*** Block opens ***

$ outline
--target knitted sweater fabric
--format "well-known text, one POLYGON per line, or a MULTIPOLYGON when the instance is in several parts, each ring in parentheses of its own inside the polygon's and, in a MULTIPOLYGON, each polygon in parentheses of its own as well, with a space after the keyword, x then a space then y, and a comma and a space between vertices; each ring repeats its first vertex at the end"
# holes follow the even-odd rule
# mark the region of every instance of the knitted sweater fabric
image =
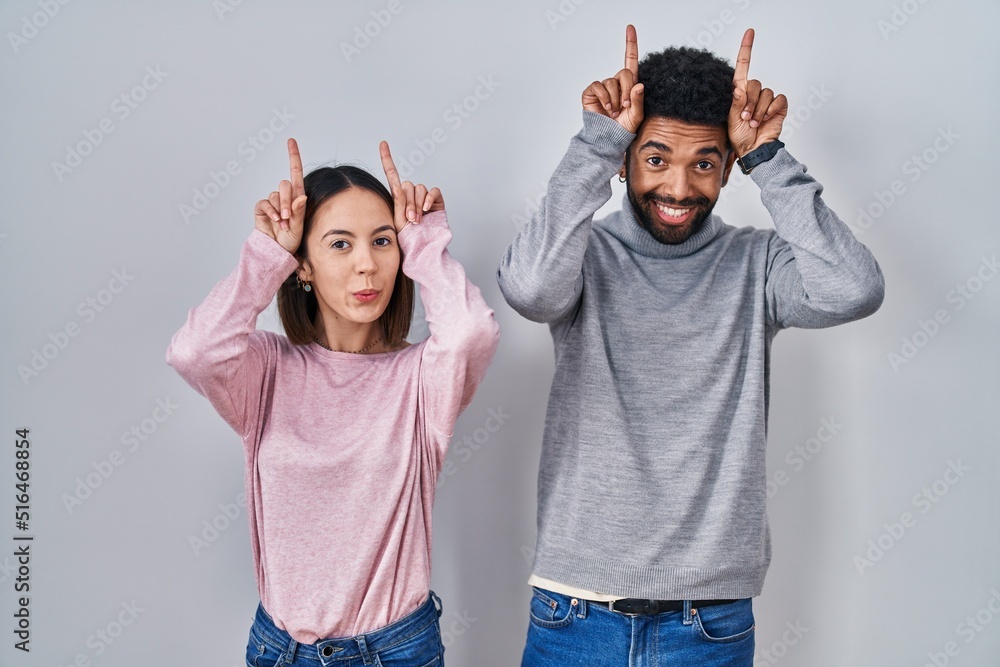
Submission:
POLYGON ((397 239, 430 329, 419 343, 352 354, 256 330, 298 260, 254 229, 166 352, 243 442, 261 604, 302 643, 383 627, 427 599, 437 477, 499 340, 447 251, 444 211, 397 239))
POLYGON ((750 175, 773 230, 712 214, 662 244, 627 196, 595 221, 636 135, 583 121, 497 270, 555 350, 533 573, 622 597, 758 595, 771 342, 873 313, 881 269, 784 148, 750 175))

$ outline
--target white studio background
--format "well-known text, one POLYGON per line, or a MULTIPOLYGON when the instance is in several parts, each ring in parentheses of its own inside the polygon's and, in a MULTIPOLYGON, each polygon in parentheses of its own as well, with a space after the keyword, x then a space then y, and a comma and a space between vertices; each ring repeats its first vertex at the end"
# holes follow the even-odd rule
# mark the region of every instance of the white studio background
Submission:
MULTIPOLYGON (((439 488, 433 586, 449 665, 518 664, 552 343, 495 270, 631 22, 642 54, 730 61, 754 27, 751 76, 790 101, 782 138, 886 276, 875 315, 774 343, 757 664, 1000 664, 998 19, 990 0, 5 1, 0 663, 243 664, 258 598, 240 441, 164 353, 235 267, 294 136, 307 169, 382 177, 383 138, 422 163, 404 176, 441 187, 450 250, 496 311, 500 348, 439 488), (508 416, 487 433, 491 410, 508 416)), ((771 224, 742 176, 716 211, 771 224)), ((273 304, 259 326, 280 331, 273 304)))

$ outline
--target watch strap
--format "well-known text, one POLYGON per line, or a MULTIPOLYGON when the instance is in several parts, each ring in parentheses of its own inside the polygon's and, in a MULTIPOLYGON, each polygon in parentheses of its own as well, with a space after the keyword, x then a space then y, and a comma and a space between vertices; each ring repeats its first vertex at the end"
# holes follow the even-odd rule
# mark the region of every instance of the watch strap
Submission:
POLYGON ((736 162, 739 163, 740 169, 743 170, 744 174, 749 174, 753 171, 754 167, 767 162, 775 156, 779 149, 784 147, 785 144, 783 142, 775 139, 766 144, 761 144, 742 157, 736 158, 736 162))

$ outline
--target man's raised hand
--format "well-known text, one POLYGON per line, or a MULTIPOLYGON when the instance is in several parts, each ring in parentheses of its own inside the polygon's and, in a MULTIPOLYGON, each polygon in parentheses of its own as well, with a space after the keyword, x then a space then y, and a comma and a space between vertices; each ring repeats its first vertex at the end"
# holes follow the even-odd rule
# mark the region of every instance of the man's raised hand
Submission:
POLYGON ((614 77, 595 81, 583 91, 583 108, 614 118, 635 134, 642 124, 644 87, 639 80, 639 42, 635 26, 625 28, 625 67, 614 77))
POLYGON ((396 226, 397 234, 403 231, 408 222, 420 224, 424 213, 444 210, 444 197, 438 188, 428 191, 421 183, 414 185, 410 181, 400 182, 388 142, 379 143, 378 153, 382 158, 382 170, 385 171, 385 178, 389 182, 389 190, 392 192, 393 224, 396 226))
POLYGON ((784 95, 775 97, 774 91, 761 88, 757 79, 747 80, 753 35, 753 28, 743 33, 733 74, 733 104, 729 108, 729 141, 739 157, 777 139, 788 115, 788 100, 784 95))
POLYGON ((302 242, 302 221, 306 213, 306 187, 302 178, 302 157, 295 139, 288 140, 290 181, 281 181, 278 189, 254 207, 254 226, 281 244, 290 253, 302 242))

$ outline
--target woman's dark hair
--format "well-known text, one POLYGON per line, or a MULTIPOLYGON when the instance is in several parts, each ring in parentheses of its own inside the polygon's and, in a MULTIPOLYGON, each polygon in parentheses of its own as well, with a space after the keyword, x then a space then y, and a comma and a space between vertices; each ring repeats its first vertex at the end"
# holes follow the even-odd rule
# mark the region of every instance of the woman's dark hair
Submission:
MULTIPOLYGON (((320 167, 303 179, 306 189, 306 212, 302 223, 302 243, 295 251, 299 260, 308 259, 306 239, 312 229, 316 211, 331 197, 351 188, 361 188, 373 192, 385 201, 389 212, 393 211, 392 195, 382 183, 364 169, 351 165, 338 167, 320 167)), ((392 288, 389 305, 379 318, 382 336, 388 347, 398 345, 410 333, 410 322, 413 319, 413 280, 403 274, 403 251, 399 252, 400 268, 396 272, 396 283, 392 288)), ((318 337, 313 320, 319 304, 316 301, 316 290, 306 292, 299 287, 296 272, 288 276, 278 290, 278 315, 285 329, 288 340, 294 345, 307 345, 318 337)))

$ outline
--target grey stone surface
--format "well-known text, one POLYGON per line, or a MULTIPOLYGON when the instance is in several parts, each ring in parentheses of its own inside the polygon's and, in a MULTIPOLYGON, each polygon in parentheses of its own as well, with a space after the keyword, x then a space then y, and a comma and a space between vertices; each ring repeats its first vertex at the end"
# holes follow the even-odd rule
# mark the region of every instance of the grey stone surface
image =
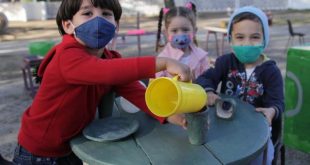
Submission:
POLYGON ((138 121, 125 117, 109 117, 94 120, 84 130, 83 135, 97 142, 120 140, 139 128, 138 121))

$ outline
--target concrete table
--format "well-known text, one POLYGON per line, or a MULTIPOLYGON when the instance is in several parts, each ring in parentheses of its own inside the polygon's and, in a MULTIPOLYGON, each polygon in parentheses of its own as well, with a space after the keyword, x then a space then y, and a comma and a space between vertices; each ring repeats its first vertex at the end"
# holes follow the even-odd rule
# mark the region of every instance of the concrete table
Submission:
POLYGON ((205 145, 191 145, 182 128, 159 124, 138 112, 125 114, 140 123, 133 135, 105 143, 90 141, 80 135, 71 141, 72 150, 90 165, 247 164, 265 149, 270 136, 269 126, 254 107, 236 101, 233 120, 219 119, 214 108, 209 109, 210 129, 205 145))

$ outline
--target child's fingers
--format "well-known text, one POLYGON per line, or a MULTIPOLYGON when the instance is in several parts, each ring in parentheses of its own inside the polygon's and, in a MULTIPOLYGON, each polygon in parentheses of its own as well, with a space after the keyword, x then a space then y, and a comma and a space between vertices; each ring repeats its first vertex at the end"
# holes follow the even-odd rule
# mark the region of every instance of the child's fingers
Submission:
POLYGON ((255 108, 255 111, 262 113, 266 117, 266 112, 263 108, 255 108))
POLYGON ((187 121, 185 119, 184 114, 176 114, 176 115, 169 116, 167 118, 167 121, 169 123, 181 126, 183 129, 187 129, 187 121))
POLYGON ((270 115, 268 114, 268 111, 266 111, 265 108, 256 108, 255 110, 256 112, 262 113, 266 117, 268 124, 271 125, 272 119, 270 118, 270 115))
POLYGON ((180 81, 190 82, 191 80, 192 80, 191 71, 188 69, 183 70, 181 75, 180 75, 180 81))
POLYGON ((266 108, 256 108, 256 112, 261 112, 264 116, 268 116, 268 111, 266 108))
POLYGON ((208 103, 209 106, 213 106, 215 104, 215 100, 214 99, 208 99, 208 103))
POLYGON ((187 129, 187 121, 185 119, 185 116, 184 115, 181 115, 181 122, 180 122, 180 125, 182 126, 183 129, 187 129))
POLYGON ((190 68, 185 65, 185 64, 180 64, 181 65, 181 73, 183 74, 183 76, 181 75, 181 81, 184 82, 189 82, 192 79, 192 73, 190 68))
POLYGON ((220 99, 220 97, 214 93, 208 93, 208 105, 212 106, 215 104, 215 101, 220 99))
POLYGON ((186 119, 182 120, 182 127, 183 127, 183 129, 187 130, 187 121, 186 121, 186 119))
POLYGON ((180 75, 180 81, 182 82, 189 82, 191 81, 190 76, 187 76, 186 74, 180 75))

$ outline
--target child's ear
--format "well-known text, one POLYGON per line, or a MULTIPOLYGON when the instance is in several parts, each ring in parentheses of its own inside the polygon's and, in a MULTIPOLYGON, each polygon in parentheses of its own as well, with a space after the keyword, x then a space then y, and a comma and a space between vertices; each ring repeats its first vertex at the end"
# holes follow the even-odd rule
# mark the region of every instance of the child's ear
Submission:
POLYGON ((73 27, 70 20, 62 21, 62 28, 69 35, 73 34, 73 32, 74 32, 74 27, 73 27))

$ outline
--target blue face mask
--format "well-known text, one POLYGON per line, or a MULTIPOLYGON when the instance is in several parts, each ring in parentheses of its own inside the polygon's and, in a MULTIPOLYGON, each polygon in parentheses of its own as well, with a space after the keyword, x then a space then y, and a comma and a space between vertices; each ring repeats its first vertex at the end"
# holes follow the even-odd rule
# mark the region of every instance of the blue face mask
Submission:
POLYGON ((180 34, 180 35, 173 35, 170 39, 170 42, 174 48, 185 49, 192 42, 192 39, 188 34, 180 34))
POLYGON ((116 27, 102 17, 95 17, 74 29, 75 36, 93 49, 105 47, 114 37, 116 27))
POLYGON ((264 46, 262 45, 246 45, 246 46, 239 46, 234 45, 232 46, 234 53, 237 59, 241 63, 254 63, 258 57, 262 54, 264 50, 264 46))

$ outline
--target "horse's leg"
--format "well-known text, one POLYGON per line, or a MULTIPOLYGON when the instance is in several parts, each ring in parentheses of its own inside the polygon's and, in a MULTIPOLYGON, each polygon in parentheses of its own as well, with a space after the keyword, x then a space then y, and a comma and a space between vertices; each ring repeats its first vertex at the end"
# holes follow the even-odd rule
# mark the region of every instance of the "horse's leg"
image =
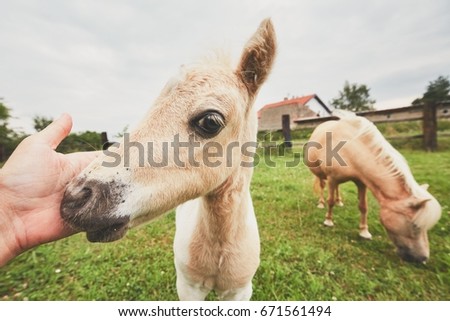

*** Block closes ***

*EXERCISE DESCRIPTION*
Where a line above includes "grey", copy that line.

*TASK OUTPUT*
--target grey stone surface
# mark the region of every instance of the grey stone surface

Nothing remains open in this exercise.